=== WRITTEN PROBLEM ===
Copy the rows below without changes, starting at the line that contains "Each instance of the green leaves" and ending at the line that contains "x=469, y=297", with both of those lines included. Omit the pictures from your copy.

=== Position identification rows ===
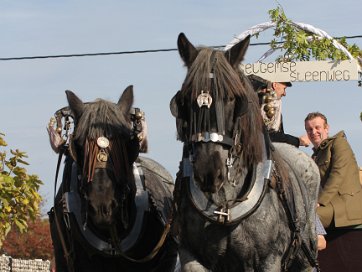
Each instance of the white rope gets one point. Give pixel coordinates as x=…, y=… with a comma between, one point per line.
x=264, y=26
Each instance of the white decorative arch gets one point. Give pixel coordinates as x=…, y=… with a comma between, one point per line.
x=264, y=26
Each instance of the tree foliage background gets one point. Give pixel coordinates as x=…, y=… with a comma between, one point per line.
x=19, y=196
x=36, y=243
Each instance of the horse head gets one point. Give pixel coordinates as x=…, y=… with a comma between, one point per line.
x=104, y=146
x=217, y=114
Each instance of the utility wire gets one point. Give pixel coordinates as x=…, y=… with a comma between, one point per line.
x=132, y=52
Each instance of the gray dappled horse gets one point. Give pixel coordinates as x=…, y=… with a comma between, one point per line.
x=112, y=211
x=242, y=204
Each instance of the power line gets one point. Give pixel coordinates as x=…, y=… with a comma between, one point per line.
x=131, y=52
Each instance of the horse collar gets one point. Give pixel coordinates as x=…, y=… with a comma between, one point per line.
x=73, y=206
x=234, y=214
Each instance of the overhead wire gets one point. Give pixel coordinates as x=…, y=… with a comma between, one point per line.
x=133, y=51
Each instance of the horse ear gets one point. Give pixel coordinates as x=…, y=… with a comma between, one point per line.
x=125, y=102
x=235, y=55
x=186, y=50
x=75, y=104
x=174, y=106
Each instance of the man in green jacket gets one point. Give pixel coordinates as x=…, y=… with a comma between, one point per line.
x=340, y=197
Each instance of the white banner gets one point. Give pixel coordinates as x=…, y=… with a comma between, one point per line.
x=304, y=71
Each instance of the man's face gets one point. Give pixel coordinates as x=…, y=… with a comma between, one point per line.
x=317, y=130
x=279, y=89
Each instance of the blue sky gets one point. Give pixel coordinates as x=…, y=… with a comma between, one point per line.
x=32, y=90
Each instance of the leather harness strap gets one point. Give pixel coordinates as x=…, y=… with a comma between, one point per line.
x=67, y=253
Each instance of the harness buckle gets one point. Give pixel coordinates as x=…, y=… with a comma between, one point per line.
x=223, y=215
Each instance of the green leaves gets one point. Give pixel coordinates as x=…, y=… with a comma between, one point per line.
x=300, y=45
x=19, y=197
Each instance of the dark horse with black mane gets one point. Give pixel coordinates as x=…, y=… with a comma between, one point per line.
x=241, y=202
x=112, y=211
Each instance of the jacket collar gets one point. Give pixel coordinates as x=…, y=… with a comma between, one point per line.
x=326, y=142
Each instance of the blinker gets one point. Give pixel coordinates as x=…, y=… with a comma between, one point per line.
x=102, y=142
x=204, y=99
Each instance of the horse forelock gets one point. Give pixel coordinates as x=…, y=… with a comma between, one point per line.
x=102, y=118
x=229, y=83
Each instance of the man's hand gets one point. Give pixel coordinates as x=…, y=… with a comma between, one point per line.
x=304, y=140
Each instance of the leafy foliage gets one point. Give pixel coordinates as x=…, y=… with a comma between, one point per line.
x=36, y=243
x=19, y=197
x=301, y=45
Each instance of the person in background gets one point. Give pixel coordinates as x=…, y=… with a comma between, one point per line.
x=340, y=198
x=270, y=99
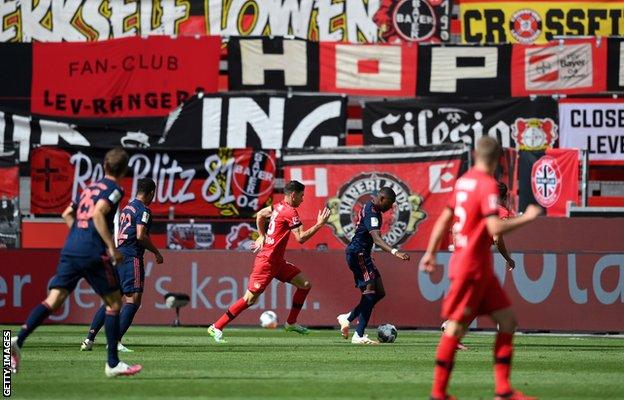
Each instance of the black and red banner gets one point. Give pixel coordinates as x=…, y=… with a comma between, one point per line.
x=130, y=77
x=344, y=179
x=549, y=178
x=209, y=183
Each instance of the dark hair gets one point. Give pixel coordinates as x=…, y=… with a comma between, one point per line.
x=387, y=192
x=145, y=186
x=294, y=187
x=116, y=162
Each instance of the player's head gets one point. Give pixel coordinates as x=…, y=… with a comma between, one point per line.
x=293, y=193
x=385, y=199
x=502, y=192
x=487, y=153
x=116, y=162
x=146, y=188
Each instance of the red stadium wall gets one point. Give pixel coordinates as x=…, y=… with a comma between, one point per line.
x=571, y=291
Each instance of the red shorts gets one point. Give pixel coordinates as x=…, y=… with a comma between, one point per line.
x=265, y=270
x=469, y=297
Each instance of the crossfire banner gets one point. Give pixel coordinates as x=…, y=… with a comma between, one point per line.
x=569, y=67
x=222, y=182
x=595, y=125
x=259, y=121
x=520, y=123
x=121, y=78
x=549, y=178
x=528, y=22
x=345, y=179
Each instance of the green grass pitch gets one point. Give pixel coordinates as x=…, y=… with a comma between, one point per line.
x=183, y=363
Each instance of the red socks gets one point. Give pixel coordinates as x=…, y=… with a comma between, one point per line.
x=503, y=350
x=232, y=312
x=298, y=300
x=444, y=365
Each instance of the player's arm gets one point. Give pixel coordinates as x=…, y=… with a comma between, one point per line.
x=302, y=236
x=440, y=229
x=262, y=221
x=497, y=226
x=145, y=240
x=102, y=208
x=502, y=249
x=69, y=215
x=378, y=240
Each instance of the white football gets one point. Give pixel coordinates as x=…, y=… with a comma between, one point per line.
x=268, y=320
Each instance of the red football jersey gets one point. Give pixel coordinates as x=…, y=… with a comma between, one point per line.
x=283, y=219
x=474, y=199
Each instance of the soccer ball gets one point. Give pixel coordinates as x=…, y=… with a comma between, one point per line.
x=387, y=333
x=268, y=320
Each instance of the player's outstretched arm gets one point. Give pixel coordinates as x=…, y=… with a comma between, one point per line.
x=302, y=236
x=502, y=248
x=497, y=226
x=378, y=240
x=145, y=240
x=262, y=217
x=99, y=221
x=69, y=216
x=441, y=227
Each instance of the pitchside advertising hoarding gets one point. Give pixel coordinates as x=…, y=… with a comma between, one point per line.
x=594, y=125
x=549, y=291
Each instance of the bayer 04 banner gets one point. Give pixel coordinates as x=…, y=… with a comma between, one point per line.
x=345, y=179
x=518, y=123
x=210, y=183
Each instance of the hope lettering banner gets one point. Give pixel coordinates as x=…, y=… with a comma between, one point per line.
x=222, y=182
x=130, y=77
x=570, y=67
x=521, y=123
x=528, y=22
x=345, y=179
x=595, y=125
x=585, y=285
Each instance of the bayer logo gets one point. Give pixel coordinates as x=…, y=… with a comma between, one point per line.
x=415, y=20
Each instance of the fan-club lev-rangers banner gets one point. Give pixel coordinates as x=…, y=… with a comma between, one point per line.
x=595, y=125
x=549, y=178
x=521, y=123
x=345, y=179
x=124, y=77
x=222, y=182
x=528, y=22
x=566, y=67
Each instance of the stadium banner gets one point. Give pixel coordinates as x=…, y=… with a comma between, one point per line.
x=464, y=70
x=583, y=284
x=549, y=178
x=374, y=70
x=595, y=125
x=210, y=183
x=345, y=179
x=521, y=123
x=615, y=65
x=529, y=22
x=130, y=77
x=15, y=75
x=259, y=121
x=272, y=63
x=567, y=67
x=30, y=130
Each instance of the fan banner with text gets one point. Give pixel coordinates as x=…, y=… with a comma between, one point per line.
x=345, y=179
x=207, y=183
x=584, y=284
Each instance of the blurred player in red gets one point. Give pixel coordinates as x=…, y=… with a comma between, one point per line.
x=274, y=226
x=474, y=289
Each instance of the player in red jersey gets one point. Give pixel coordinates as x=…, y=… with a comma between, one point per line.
x=474, y=289
x=274, y=226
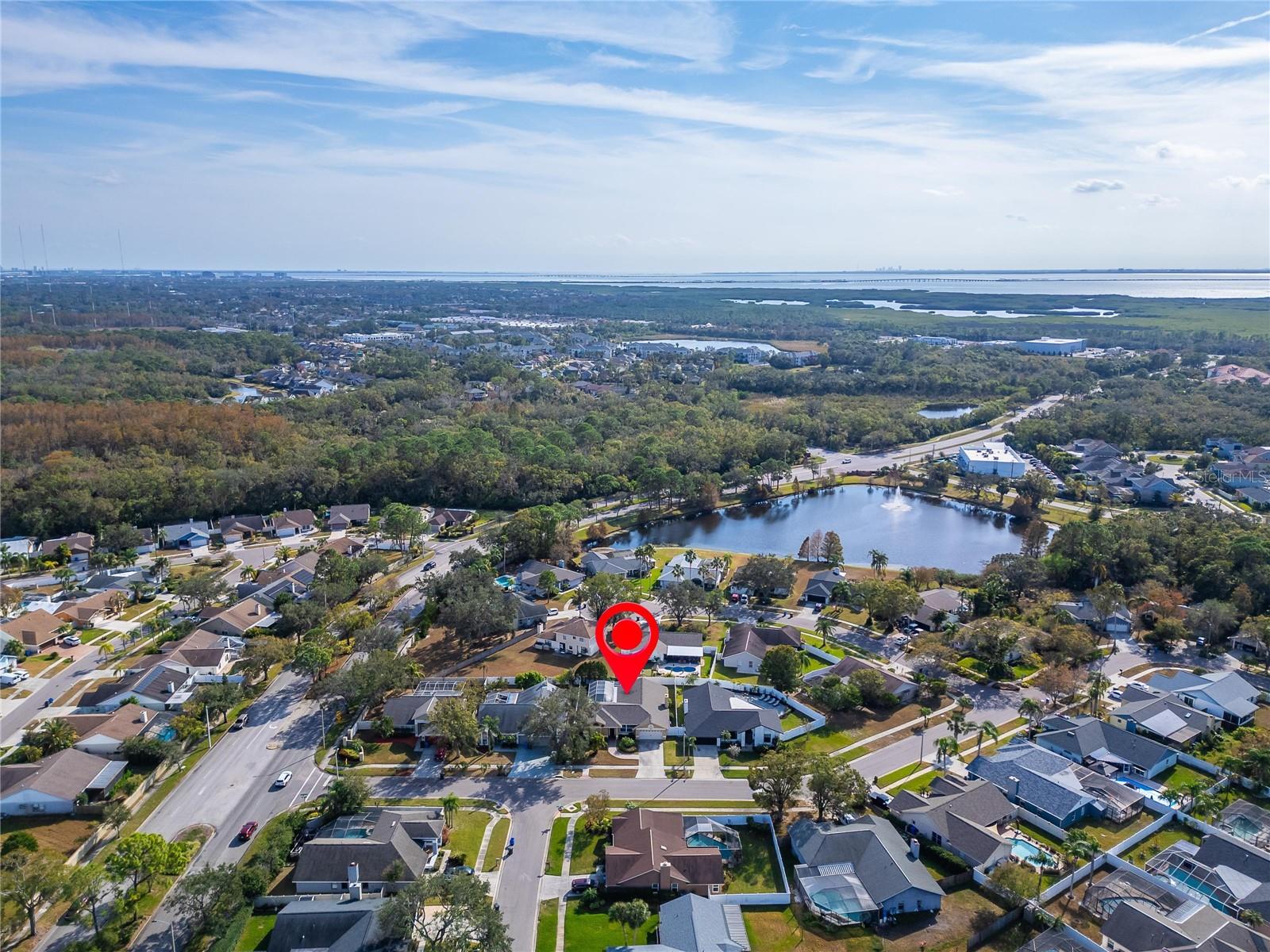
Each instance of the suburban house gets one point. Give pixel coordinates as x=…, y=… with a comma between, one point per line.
x=692, y=923
x=967, y=818
x=105, y=734
x=412, y=711
x=344, y=517
x=1232, y=875
x=568, y=636
x=711, y=711
x=376, y=850
x=1098, y=744
x=939, y=606
x=187, y=535
x=619, y=562
x=905, y=691
x=36, y=630
x=450, y=518
x=333, y=926
x=679, y=647
x=150, y=685
x=52, y=785
x=702, y=571
x=344, y=545
x=530, y=578
x=819, y=587
x=991, y=460
x=295, y=522
x=1223, y=695
x=527, y=613
x=203, y=653
x=643, y=714
x=1142, y=913
x=1053, y=787
x=1161, y=717
x=512, y=706
x=237, y=528
x=649, y=850
x=1119, y=622
x=860, y=873
x=79, y=543
x=238, y=619
x=747, y=645
x=87, y=612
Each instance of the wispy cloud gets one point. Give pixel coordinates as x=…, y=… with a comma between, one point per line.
x=1089, y=186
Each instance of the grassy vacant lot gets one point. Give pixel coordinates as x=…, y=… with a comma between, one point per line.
x=256, y=936
x=524, y=658
x=588, y=850
x=588, y=932
x=851, y=727
x=57, y=835
x=549, y=914
x=1156, y=842
x=785, y=931
x=467, y=835
x=756, y=869
x=556, y=846
x=497, y=844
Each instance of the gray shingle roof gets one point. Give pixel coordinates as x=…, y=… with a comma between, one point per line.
x=710, y=710
x=873, y=846
x=1099, y=740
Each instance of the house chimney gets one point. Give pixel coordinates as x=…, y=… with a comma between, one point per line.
x=355, y=882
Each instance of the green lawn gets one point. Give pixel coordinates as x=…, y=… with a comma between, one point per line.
x=1108, y=833
x=556, y=847
x=588, y=850
x=467, y=835
x=590, y=932
x=549, y=914
x=756, y=869
x=1181, y=774
x=497, y=844
x=256, y=936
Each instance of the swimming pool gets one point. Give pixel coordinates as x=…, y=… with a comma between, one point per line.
x=1030, y=854
x=1149, y=793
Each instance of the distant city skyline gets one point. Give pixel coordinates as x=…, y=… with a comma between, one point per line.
x=637, y=137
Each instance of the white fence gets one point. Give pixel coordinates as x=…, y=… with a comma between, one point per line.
x=755, y=899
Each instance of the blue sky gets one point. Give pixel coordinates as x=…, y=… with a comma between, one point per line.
x=630, y=137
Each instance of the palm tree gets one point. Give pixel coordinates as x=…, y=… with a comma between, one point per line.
x=878, y=562
x=1098, y=687
x=984, y=729
x=1080, y=847
x=450, y=805
x=1034, y=711
x=159, y=569
x=823, y=626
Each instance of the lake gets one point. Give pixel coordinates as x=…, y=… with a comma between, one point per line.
x=694, y=344
x=945, y=413
x=911, y=530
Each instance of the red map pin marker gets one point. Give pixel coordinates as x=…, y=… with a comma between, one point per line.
x=625, y=657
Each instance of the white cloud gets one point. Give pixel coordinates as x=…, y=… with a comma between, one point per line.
x=1086, y=186
x=1240, y=182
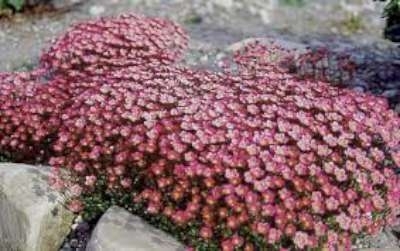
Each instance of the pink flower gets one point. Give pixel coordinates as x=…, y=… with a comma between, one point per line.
x=75, y=206
x=301, y=239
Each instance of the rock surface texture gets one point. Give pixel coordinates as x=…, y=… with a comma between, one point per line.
x=118, y=230
x=32, y=217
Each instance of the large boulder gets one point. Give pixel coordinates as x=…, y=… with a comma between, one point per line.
x=32, y=215
x=119, y=230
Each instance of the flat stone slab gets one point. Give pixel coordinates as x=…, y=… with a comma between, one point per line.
x=119, y=230
x=32, y=217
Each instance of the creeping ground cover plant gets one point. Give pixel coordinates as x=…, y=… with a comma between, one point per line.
x=245, y=159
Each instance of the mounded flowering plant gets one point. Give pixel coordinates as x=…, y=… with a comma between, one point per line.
x=251, y=159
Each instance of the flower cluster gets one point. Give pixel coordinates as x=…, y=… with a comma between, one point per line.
x=97, y=47
x=247, y=155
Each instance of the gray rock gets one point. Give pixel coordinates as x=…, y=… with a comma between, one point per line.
x=118, y=230
x=383, y=241
x=32, y=217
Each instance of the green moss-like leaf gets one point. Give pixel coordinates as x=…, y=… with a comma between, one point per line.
x=16, y=4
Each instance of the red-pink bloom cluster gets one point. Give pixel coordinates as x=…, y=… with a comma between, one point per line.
x=259, y=149
x=99, y=46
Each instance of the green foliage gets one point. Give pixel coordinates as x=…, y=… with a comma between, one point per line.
x=295, y=3
x=392, y=14
x=16, y=4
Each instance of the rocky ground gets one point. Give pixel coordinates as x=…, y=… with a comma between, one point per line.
x=353, y=27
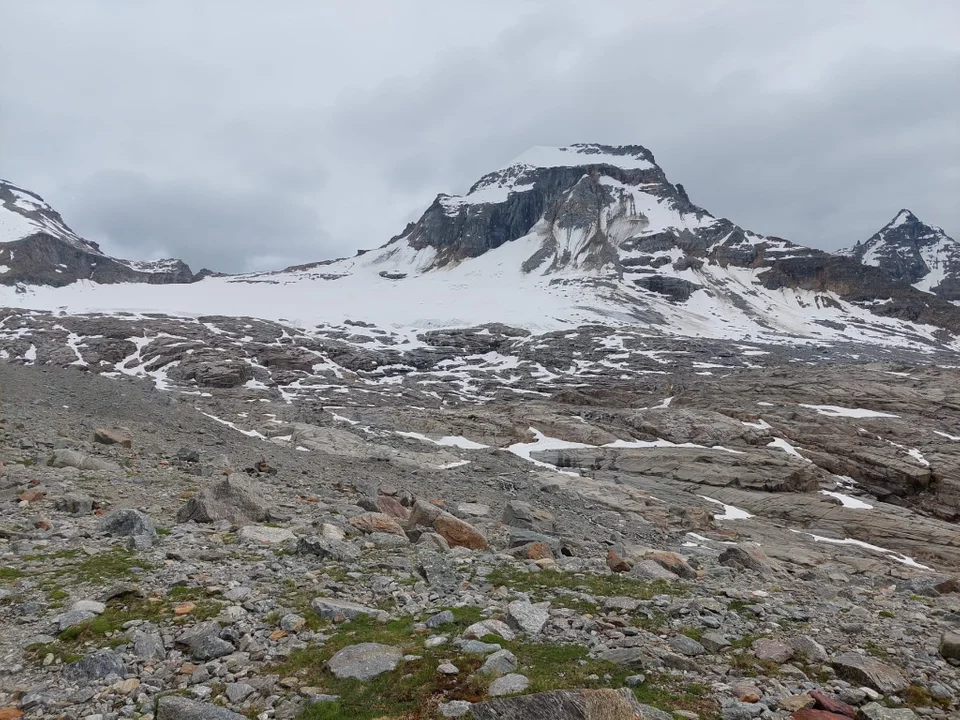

=== TASK RESULT ===
Each instance of the green leaves gets one point. Give pixel coordinates as x=…, y=… with a comma between, one point per line.
x=300, y=45
x=19, y=197
Each instance of the dark horse with black mane gets one point. Give pixel coordinates as x=…, y=… with a comma between, one point per line.
x=241, y=202
x=112, y=211
Each instance of the jacket collar gets one point. Give pixel coordinates as x=…, y=… with a comma between, one point per line.
x=326, y=142
Each instance of the blinker gets one point. Give pixel coordinates as x=…, y=… with a comma between, one point per line.
x=102, y=142
x=204, y=99
Each instance of the horse forelock gets one point. Give pixel coordinates as x=…, y=… with a comma between, one point per line.
x=102, y=118
x=229, y=83
Each instance of the man's hand gets one point. Give pixel coordinates as x=…, y=… with a comma between, one point per line.
x=304, y=140
Each instance of the leafy foliage gets one point. Give pixel coordinates as x=…, y=… with a comma between, one point per line.
x=36, y=243
x=19, y=197
x=301, y=45
Each instance of the person in background gets one point. Give pixel coordinates as x=…, y=… with a comma between, one point per line.
x=340, y=198
x=270, y=99
Each instance of the black and red banner gets one point. Give pixel coordinates as x=…, y=… with a comma between, one point per line.
x=130, y=77
x=344, y=179
x=549, y=178
x=209, y=183
Each instance of the dark hair gets one point. Give pixel coordinates as x=…, y=… with a comma between, one point per line.
x=387, y=192
x=145, y=186
x=294, y=187
x=116, y=162
Each instance of the player's head gets one point. Give pixel coordinates as x=…, y=… with a comma between, one point per line.
x=293, y=193
x=385, y=199
x=502, y=192
x=487, y=153
x=116, y=162
x=146, y=188
Each instance of the red stadium wall gets one point. Give pixel coordinates as x=…, y=… with a comma between, one point per line.
x=571, y=291
Each instance of the red shorts gets one point. Give pixel coordinates as x=…, y=… with a comma between, one point per line.
x=265, y=270
x=469, y=297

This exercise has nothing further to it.